---------- Extrait du document

Ce n’est pas un hasard si les mots « mariage », « divorce », « contraception », « IVG » sont totalement absents de la consultation. Le mot « famille » n’apparaît que trois fois.

En revanche, les participants sont invités à dire s’ils pensent que la répartition des tâches domestiques et parentales entre femmes et hommes influencent la décision d’avoir des enfants. Et ce, alors même qu’on vous regarde de travers si vous dites qu’il faut un homme et une femme pour faire un enfant. En fait, on les voit venir : c’est toujours l’homme qui est montré du doigt au sujet des tâches domestiques. C’est à travers l’opprobre qu’il finit par revenir dans le circuit…

A aucun moment, il n’est question de méthodes naturelles pour favoriser la fertilité. En revanche, les « parcours de PMA accessibles et équitables » sont l’unique thème du chapitre « Parcours de procréation et santé ».

Que peut faire l’Etat pour promouvoir la natalité ? Tel est l’autre grand sujet abordé par la consultation. Il énumère des aides ou des dispositifs existants déjà, les aides possibles, les aides proposées, leur facilité d’accès, leur adaptation aux besoins des gens, et d’autres.

--------------------

- **Consigne**
D'après l'extrait ci-dessus, quels mots manquent complètement dans la consultation ? Donnez-les tous.

---------- Données fournies

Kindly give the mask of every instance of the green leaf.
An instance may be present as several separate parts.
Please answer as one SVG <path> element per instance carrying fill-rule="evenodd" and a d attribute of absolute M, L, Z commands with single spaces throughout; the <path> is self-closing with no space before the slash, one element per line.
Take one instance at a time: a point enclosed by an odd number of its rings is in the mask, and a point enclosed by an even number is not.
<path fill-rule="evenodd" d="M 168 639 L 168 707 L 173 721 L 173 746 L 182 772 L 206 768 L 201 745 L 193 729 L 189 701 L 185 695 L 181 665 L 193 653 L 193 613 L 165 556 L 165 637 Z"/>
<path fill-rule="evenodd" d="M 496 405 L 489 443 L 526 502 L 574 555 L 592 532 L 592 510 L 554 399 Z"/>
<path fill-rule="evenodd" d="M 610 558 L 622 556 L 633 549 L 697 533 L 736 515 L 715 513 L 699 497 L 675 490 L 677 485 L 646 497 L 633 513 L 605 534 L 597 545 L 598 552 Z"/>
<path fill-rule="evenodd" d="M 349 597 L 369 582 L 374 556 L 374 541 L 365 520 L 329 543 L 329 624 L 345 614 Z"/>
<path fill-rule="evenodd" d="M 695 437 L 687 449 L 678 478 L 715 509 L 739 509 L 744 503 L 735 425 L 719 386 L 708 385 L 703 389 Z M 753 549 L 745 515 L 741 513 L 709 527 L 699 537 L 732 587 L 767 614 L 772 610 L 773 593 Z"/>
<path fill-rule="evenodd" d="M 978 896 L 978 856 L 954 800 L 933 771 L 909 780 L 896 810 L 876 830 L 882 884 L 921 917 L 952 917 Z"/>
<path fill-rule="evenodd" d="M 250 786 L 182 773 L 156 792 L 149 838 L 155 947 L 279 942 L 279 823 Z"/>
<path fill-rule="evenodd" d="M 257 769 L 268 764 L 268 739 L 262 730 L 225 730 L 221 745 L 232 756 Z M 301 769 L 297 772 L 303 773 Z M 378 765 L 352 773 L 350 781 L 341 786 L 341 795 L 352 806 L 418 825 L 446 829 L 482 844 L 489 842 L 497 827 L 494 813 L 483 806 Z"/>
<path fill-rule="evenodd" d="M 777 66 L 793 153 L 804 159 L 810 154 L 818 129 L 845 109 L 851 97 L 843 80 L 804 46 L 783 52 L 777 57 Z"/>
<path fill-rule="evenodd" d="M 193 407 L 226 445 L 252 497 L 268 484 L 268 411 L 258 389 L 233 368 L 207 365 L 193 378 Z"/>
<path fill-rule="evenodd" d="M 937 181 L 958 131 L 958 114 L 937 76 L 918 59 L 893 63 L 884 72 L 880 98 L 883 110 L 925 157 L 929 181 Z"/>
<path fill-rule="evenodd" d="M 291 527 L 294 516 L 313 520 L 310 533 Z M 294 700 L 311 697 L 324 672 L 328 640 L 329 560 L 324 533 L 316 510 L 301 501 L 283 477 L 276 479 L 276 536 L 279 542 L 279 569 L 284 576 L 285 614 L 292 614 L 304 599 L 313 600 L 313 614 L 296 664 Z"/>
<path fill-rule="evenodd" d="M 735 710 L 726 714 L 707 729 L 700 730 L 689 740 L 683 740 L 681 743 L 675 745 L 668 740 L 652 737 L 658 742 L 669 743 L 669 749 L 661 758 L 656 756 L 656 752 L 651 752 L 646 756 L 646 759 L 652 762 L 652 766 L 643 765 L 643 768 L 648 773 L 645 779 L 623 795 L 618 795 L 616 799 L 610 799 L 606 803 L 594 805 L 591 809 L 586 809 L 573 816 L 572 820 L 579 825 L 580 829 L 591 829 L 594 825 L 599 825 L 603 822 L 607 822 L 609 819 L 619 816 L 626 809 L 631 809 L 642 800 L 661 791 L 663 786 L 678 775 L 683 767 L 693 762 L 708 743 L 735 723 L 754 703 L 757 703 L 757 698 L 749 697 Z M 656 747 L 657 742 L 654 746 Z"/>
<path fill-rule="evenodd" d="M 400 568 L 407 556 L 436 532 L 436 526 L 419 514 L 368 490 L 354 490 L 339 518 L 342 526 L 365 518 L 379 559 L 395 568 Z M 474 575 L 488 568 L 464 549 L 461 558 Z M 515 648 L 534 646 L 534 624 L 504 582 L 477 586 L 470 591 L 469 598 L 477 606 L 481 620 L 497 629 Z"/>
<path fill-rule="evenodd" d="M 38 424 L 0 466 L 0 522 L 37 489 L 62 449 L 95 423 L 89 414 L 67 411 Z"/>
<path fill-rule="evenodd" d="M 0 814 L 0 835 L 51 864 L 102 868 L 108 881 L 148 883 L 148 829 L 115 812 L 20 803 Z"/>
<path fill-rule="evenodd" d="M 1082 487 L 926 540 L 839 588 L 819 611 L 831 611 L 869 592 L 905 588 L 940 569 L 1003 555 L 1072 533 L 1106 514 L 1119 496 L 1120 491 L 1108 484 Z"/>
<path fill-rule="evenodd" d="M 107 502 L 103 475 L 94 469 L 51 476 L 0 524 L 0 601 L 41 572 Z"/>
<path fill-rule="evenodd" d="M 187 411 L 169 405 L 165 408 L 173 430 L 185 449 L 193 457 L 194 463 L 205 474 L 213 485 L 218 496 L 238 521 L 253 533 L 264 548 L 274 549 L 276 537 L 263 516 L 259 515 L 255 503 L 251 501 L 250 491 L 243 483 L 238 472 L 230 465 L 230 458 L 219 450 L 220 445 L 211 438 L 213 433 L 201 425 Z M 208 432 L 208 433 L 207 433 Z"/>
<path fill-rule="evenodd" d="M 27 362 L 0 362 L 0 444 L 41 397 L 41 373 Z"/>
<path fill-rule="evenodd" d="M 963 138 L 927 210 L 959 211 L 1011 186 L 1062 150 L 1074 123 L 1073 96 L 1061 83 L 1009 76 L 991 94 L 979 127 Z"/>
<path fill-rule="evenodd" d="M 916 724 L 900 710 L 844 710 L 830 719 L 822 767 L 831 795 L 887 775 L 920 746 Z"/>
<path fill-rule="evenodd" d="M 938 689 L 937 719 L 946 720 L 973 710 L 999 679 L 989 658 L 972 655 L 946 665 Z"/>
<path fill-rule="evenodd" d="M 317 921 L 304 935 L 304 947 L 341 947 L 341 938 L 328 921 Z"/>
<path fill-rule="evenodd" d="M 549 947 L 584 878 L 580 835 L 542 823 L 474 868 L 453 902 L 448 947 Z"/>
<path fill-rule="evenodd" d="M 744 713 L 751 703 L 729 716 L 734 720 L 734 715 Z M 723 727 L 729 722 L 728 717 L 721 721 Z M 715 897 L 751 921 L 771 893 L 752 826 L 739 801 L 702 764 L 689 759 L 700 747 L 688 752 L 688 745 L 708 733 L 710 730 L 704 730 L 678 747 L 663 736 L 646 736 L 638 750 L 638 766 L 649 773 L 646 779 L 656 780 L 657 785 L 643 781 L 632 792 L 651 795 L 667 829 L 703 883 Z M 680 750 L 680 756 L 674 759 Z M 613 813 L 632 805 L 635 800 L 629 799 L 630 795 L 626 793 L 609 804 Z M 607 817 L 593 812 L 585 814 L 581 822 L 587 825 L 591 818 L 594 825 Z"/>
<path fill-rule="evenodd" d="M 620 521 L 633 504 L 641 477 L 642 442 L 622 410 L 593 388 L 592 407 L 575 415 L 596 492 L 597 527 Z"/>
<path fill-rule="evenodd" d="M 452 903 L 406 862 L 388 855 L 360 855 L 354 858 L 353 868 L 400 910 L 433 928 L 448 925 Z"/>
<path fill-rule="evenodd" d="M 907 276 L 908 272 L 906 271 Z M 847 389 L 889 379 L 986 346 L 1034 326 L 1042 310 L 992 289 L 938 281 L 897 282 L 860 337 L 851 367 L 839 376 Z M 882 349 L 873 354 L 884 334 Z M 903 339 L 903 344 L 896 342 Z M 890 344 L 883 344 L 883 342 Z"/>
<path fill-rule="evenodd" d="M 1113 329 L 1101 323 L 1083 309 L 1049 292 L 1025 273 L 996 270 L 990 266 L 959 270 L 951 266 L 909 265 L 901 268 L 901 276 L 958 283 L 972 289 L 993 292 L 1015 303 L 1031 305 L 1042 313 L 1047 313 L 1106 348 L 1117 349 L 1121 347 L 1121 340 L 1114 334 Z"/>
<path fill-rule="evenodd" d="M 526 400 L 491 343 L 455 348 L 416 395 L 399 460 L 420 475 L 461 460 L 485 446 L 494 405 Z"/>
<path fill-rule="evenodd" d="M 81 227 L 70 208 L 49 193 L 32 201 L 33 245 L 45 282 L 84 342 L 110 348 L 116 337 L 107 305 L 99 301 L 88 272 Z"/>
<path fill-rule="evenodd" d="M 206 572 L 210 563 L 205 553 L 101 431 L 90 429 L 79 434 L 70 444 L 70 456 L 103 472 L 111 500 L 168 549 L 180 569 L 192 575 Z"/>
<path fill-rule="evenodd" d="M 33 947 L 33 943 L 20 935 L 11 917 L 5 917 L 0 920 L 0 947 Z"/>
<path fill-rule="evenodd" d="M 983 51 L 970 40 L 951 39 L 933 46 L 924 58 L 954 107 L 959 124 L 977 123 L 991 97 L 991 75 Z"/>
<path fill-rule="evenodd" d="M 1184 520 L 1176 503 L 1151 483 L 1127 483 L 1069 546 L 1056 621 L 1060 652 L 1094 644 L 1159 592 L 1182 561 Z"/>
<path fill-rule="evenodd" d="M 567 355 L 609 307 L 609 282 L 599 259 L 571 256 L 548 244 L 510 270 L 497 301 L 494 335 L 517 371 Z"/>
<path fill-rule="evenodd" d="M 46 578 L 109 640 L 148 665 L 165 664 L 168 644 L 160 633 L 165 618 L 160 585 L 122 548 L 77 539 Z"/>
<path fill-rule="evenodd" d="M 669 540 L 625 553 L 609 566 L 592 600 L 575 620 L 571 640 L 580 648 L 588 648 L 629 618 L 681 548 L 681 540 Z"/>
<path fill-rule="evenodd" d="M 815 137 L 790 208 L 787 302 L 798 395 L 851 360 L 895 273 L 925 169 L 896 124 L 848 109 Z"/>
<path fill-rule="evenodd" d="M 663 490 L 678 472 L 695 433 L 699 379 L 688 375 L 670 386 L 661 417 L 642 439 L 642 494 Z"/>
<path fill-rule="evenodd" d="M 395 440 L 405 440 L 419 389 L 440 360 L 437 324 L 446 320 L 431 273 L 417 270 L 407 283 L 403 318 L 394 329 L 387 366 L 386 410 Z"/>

--------------------

- **Réponse attendue**
mariage, divorce, contraception, IVG